What you have to do:
An exact printout of all the entries is required.
Material for the task Start Marker
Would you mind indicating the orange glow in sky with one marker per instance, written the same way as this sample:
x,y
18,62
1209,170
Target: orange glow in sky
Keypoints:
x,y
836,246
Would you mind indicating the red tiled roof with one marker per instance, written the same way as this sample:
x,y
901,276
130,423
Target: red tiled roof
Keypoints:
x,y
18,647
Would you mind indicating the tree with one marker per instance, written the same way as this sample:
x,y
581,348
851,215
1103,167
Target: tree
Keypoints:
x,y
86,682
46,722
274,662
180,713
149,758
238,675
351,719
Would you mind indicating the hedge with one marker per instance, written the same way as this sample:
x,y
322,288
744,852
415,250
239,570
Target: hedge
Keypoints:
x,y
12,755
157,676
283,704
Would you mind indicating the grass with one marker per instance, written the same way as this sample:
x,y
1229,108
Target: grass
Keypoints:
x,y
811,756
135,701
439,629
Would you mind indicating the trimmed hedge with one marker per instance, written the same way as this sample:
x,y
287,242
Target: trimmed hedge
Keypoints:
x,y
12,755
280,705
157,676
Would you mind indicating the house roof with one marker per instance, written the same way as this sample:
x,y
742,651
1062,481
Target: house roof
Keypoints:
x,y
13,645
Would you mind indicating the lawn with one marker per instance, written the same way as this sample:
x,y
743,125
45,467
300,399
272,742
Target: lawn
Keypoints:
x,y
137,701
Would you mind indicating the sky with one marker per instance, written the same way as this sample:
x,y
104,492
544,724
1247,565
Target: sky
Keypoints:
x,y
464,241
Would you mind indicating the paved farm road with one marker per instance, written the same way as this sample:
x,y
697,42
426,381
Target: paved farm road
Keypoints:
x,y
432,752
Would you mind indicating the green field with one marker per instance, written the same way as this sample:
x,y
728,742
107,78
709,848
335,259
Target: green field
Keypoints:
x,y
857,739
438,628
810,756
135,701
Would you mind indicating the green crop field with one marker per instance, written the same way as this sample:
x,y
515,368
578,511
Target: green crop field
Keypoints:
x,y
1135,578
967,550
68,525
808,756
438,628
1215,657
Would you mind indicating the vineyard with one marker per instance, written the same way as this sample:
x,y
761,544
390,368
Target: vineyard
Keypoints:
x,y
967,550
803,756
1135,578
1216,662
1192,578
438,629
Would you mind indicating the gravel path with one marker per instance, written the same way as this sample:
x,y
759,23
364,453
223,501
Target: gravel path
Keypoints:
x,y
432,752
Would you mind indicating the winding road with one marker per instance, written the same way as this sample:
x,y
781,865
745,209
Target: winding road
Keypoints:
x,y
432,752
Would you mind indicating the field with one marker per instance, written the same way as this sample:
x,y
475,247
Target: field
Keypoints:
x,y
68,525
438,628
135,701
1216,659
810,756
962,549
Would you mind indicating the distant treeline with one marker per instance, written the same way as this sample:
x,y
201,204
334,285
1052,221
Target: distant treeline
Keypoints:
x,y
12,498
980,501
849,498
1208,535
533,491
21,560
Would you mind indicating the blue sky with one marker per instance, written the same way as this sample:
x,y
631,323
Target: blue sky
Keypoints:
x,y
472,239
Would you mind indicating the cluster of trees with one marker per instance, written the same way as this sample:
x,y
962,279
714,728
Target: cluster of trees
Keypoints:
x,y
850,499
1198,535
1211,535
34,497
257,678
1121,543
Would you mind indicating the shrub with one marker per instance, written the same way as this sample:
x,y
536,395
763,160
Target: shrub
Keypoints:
Material for the task End Marker
Response to the task:
Would you mind indicating the orange glow in sky with one marker per instance, written the same way as this sample:
x,y
18,62
1209,170
Target: orange glow in sky
Keypoints:
x,y
836,246
Would you mind indicating the red tiled roof with one marker per instance, written the same way as this sample:
x,y
901,276
130,423
Target: red tiled roof
Keypoints:
x,y
18,647
Would you mind indicating the tree with one marker per instance, written the same way as this sample:
x,y
581,348
851,215
1103,167
Target: tree
Keypoints:
x,y
86,682
46,722
274,662
180,713
149,758
238,675
351,719
Would you mind indicating the hedge with one marker per instance, written the same way as this sample:
x,y
322,288
744,852
415,250
239,570
Target: hedge
Keypoints:
x,y
12,755
157,676
283,704
Would you mind indicating the grass with one marker per instance, written the same way as this sample:
x,y
1229,108
Target: grass
Keypoints:
x,y
811,756
135,701
439,629
Would you mind indicating the trimmed hedge with one marker per instance, written the same way as this sample:
x,y
287,242
Target: trimmed hedge
Keypoints:
x,y
12,755
280,705
157,676
Would you mind indicating the house roof with one marker per instance, written the same way as this sample:
x,y
742,651
1062,481
Target: house roof
Keypoints:
x,y
13,645
Would you mind indicating the lawn with one marker per instance, written the same way as this sample:
x,y
743,125
45,467
300,399
272,742
Target: lawn
Keypoints:
x,y
137,701
Would you mind indicating the sky with one marker per instance, written the same way as this sample:
x,y
104,492
544,724
1247,565
Target: sky
Keypoints:
x,y
464,241
Would you mind indicating the paved farm road with one marker per instance, written the same way as this sample:
x,y
697,42
426,381
Target: paved farm road
Keypoints:
x,y
432,752
Would you mind indicating the green field with one marker per instance, written the same way as this sample:
x,y
728,742
107,78
709,848
335,259
Target: green field
Keypoints:
x,y
857,739
438,628
810,756
135,701
Would you mind indicating the green crop field with one marker per instance, written the same way as this sample:
x,y
515,368
578,511
Target: green crop field
Keypoints:
x,y
1135,578
967,550
68,525
808,756
438,628
1215,657
Would you mind indicating the vineyard with one marker per instance, written the same way as this sample:
x,y
761,544
390,368
Target: vineyard
Keypoints:
x,y
967,550
803,756
1135,578
1216,662
1192,578
438,629
Would you mind indicating the gravel path with one marker per instance, written the same way as this sample:
x,y
759,23
364,453
223,501
Target: gravel path
Keypoints:
x,y
432,752
Would you mind indicating the winding road with one marker per instance, written the same way as this sample:
x,y
781,865
745,209
Target: winding road
Keypoints:
x,y
432,752
Would you mind indicating the field with one marker per instance, written the same way as this sample:
x,y
475,247
Target: field
Keypoints:
x,y
68,525
438,628
135,701
1216,659
810,756
962,549
Would you mind indicating the distant treeline with one marker per instance, written the same way as this sample:
x,y
201,204
334,285
1052,221
Target: distant treeline
Keypoints:
x,y
12,498
980,501
849,498
1208,535
533,491
21,560
Would you mind indicating the blue sky with one marker per instance, written the same way as this sample:
x,y
631,323
Target: blue sky
Keypoints:
x,y
472,239
Would you mind indicating the cluster of trees with one marker per instance, written the same way as this sample:
x,y
962,279
714,728
Target: cluster of trees
Keypoints:
x,y
850,499
1198,535
1211,535
34,497
257,678
1121,543
Would you mind indicating the shrub with one marker per instance, written the same way as this sample:
x,y
536,395
763,160
Target: shrub
Keypoints:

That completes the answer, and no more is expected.